(Labeled area outline records)
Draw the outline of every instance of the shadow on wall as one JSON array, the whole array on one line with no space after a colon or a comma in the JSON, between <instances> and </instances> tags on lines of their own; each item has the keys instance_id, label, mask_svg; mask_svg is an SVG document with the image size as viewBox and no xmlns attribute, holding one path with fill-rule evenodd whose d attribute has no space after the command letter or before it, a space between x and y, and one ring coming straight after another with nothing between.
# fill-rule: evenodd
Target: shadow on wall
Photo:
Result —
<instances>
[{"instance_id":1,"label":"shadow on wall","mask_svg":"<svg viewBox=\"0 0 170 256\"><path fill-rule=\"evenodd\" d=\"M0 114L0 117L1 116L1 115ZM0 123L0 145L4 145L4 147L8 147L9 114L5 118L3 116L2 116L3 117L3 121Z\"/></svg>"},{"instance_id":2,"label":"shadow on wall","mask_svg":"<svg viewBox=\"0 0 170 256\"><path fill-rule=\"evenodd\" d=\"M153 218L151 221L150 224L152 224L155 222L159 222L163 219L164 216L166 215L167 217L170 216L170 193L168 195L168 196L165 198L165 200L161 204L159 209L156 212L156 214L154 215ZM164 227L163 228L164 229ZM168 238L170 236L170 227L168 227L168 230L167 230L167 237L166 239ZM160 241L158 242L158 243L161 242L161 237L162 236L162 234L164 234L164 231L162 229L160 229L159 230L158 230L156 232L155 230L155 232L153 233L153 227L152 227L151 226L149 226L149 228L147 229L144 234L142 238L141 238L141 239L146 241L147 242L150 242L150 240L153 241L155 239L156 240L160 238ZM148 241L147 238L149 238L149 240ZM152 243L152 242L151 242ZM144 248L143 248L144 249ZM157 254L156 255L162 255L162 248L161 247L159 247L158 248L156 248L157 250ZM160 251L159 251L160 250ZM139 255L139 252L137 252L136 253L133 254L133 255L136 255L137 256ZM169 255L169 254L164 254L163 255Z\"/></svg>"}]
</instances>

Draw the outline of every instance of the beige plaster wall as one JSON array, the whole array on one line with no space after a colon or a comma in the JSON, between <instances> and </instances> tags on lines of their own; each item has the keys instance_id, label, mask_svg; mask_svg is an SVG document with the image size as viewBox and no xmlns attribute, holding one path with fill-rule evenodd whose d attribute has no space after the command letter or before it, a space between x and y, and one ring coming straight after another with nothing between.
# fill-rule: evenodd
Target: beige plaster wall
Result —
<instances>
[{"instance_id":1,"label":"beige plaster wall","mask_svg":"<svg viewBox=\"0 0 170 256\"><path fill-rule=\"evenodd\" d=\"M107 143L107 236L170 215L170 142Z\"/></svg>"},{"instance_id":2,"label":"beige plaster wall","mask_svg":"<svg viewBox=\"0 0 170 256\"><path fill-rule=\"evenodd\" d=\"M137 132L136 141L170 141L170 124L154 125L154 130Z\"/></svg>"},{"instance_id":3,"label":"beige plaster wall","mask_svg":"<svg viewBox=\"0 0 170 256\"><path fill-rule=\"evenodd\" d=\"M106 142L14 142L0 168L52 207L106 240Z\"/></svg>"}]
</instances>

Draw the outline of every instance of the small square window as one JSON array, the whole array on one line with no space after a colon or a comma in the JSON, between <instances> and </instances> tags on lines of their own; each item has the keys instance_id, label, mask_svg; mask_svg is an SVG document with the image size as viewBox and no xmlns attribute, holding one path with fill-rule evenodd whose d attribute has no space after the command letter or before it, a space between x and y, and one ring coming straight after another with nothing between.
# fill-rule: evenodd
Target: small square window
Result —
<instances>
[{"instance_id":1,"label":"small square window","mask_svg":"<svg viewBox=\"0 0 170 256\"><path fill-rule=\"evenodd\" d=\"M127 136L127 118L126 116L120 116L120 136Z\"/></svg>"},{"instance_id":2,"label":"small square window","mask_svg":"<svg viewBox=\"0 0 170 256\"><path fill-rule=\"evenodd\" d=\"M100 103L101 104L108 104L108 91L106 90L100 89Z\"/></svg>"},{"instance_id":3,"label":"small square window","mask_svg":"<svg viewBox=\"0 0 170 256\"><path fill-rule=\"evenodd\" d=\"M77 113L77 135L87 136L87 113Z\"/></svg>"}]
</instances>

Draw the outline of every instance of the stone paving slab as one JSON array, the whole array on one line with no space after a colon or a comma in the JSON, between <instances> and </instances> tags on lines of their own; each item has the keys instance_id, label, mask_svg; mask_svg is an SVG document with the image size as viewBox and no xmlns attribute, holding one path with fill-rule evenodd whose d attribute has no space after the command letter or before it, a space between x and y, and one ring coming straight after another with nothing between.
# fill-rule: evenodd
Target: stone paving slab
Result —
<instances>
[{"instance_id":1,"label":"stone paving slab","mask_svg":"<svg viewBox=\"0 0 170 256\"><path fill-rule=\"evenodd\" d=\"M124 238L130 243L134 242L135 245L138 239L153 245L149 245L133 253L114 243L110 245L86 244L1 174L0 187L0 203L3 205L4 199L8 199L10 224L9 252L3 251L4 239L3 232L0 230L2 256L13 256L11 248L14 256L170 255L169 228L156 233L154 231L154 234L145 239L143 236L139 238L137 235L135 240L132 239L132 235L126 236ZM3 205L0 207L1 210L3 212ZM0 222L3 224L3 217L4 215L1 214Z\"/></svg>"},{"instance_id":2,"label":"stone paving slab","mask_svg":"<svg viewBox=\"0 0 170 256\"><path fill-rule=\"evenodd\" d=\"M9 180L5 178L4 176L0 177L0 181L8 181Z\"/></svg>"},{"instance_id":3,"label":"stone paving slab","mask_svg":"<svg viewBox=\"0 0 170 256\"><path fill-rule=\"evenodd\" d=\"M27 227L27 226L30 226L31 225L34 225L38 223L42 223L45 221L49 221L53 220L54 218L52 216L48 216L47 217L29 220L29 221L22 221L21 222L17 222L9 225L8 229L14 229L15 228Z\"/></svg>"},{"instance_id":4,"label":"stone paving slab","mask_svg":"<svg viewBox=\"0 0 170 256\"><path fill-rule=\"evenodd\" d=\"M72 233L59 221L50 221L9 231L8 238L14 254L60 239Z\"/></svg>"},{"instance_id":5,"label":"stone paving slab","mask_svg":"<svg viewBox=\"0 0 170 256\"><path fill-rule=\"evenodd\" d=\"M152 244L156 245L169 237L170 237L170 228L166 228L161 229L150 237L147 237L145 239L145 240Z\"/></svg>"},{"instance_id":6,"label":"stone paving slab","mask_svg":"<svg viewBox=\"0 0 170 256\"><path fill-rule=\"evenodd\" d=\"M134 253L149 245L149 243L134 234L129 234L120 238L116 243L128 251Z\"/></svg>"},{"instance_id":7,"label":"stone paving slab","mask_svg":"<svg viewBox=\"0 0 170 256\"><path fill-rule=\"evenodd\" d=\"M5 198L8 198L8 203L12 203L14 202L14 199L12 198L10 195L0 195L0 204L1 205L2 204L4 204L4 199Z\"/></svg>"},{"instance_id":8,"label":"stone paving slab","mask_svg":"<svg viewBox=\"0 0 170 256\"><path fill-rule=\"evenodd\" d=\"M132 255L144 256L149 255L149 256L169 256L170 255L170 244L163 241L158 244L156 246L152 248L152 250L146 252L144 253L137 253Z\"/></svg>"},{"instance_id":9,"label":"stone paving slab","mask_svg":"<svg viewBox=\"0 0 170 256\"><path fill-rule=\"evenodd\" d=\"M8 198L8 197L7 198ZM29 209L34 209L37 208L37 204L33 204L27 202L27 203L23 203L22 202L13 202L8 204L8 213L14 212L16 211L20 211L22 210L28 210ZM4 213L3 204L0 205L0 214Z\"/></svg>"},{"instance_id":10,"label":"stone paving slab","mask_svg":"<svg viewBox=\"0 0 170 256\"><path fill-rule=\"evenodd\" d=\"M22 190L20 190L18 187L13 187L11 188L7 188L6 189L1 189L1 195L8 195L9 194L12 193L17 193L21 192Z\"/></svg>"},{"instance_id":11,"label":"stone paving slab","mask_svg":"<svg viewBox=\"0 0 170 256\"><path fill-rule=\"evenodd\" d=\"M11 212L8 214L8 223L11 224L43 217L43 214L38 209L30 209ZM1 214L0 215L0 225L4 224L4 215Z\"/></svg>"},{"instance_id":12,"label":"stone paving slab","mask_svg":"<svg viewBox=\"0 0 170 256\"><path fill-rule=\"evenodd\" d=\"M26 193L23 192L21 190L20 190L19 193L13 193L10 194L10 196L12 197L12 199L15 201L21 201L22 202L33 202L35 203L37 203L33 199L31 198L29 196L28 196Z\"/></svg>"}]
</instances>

EXERCISE DIRECTIONS.
Find every line in the records above that contains the word "Target", and copy each of those lines.

WRITTEN RESPONSE.
Target: shadow on wall
Target: beige plaster wall
Target: small square window
Target: stone paving slab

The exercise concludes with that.